Nel mentre che il semolino si fredda acchiappate una capace scodella (mi raccomando: capace) e mescolate con l'aiuto di uno sbattitore elettrico tenuto al minimo la ricotta, lo zucchero, il liquore Strega, la vaniglia in polvere e, una alla volta, le uova intere.
Provvedete quindi a incorporare il semolino mescolando accuratamente con lo sbattitore: il composto dovrà risultare liscio, cremoso e assolutamente privo di grumi. Se non avete il frullino elettrico armatevi di santa pazienza con la fedele cucchiara, o meglio ancora con una frusta di fil di ferro: fino a che l'ultimo grumo non si è suicidato di fronte alla vostra pervicacia, non smettete di mescolare.

Fatto ciò è arrivato il momento di darsi del tu con la cottura: preriscaldate il forno a 160°, imburrate per bene una teglia rotonda che abbia un diametro di 24 centimetri (se avete la fortuna sfacciata di avere quella da pastiera impiegatela allo scopo) e versateci l’impasto, facendo attenzione perché risulterà alquanto liquido. Quindi lasciate andare la cottura per un'oretta almeno.

### DATI FORNITI
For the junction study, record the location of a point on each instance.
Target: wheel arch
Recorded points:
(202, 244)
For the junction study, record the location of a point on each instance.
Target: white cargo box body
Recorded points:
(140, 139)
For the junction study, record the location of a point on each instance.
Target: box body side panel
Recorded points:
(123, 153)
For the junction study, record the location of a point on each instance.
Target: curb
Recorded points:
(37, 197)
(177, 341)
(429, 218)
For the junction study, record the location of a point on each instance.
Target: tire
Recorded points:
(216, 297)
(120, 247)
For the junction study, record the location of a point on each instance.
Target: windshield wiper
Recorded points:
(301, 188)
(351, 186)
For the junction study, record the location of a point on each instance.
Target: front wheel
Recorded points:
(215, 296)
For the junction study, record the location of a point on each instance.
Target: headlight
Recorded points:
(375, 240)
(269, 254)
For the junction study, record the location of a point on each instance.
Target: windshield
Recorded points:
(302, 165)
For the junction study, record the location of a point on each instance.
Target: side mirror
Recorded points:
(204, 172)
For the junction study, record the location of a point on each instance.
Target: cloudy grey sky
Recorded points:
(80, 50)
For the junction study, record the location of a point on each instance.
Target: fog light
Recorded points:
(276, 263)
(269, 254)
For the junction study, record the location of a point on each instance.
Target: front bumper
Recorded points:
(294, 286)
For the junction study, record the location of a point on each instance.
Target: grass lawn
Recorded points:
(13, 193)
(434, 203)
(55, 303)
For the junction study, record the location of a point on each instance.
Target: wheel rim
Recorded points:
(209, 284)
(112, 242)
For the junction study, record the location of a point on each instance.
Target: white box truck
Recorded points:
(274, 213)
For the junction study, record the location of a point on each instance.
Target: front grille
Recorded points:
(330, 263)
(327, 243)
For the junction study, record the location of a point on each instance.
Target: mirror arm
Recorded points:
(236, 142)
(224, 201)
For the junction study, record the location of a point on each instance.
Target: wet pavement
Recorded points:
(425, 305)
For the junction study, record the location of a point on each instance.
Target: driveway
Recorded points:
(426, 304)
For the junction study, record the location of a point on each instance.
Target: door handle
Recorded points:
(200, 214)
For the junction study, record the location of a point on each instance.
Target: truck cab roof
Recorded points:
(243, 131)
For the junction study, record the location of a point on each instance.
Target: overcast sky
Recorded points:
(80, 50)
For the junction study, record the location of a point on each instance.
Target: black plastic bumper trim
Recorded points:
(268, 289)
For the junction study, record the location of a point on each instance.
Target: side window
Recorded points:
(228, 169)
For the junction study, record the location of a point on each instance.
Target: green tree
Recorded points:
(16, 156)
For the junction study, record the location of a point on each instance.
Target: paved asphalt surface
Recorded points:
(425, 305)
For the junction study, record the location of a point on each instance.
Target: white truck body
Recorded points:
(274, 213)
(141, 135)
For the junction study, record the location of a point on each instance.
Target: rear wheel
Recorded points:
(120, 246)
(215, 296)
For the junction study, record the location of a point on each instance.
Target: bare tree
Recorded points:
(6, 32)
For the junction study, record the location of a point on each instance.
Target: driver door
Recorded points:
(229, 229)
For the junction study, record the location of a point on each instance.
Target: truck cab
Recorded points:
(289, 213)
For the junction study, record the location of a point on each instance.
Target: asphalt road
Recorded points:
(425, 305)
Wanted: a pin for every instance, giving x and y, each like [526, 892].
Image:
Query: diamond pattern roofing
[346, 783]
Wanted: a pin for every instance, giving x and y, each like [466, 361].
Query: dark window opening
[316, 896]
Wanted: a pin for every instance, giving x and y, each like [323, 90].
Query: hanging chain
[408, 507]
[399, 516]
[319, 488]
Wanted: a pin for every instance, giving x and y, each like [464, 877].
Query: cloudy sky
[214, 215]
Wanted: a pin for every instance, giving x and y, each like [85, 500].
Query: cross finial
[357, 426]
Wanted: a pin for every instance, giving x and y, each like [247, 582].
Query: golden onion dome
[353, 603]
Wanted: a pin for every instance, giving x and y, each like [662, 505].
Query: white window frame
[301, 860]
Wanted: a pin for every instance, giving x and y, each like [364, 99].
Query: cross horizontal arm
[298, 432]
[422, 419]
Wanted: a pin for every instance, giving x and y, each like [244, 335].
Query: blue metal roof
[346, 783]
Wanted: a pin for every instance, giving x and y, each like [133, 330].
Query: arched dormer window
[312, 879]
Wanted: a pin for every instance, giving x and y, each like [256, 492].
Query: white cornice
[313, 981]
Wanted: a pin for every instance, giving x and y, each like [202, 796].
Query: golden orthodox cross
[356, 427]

### COSA FARE
Nella ricetta, a quale temperatura va preriscaldato il forno? I record non hanno alcun legame con il testo.

### ESERCIZIO SVOLTO
A 160°.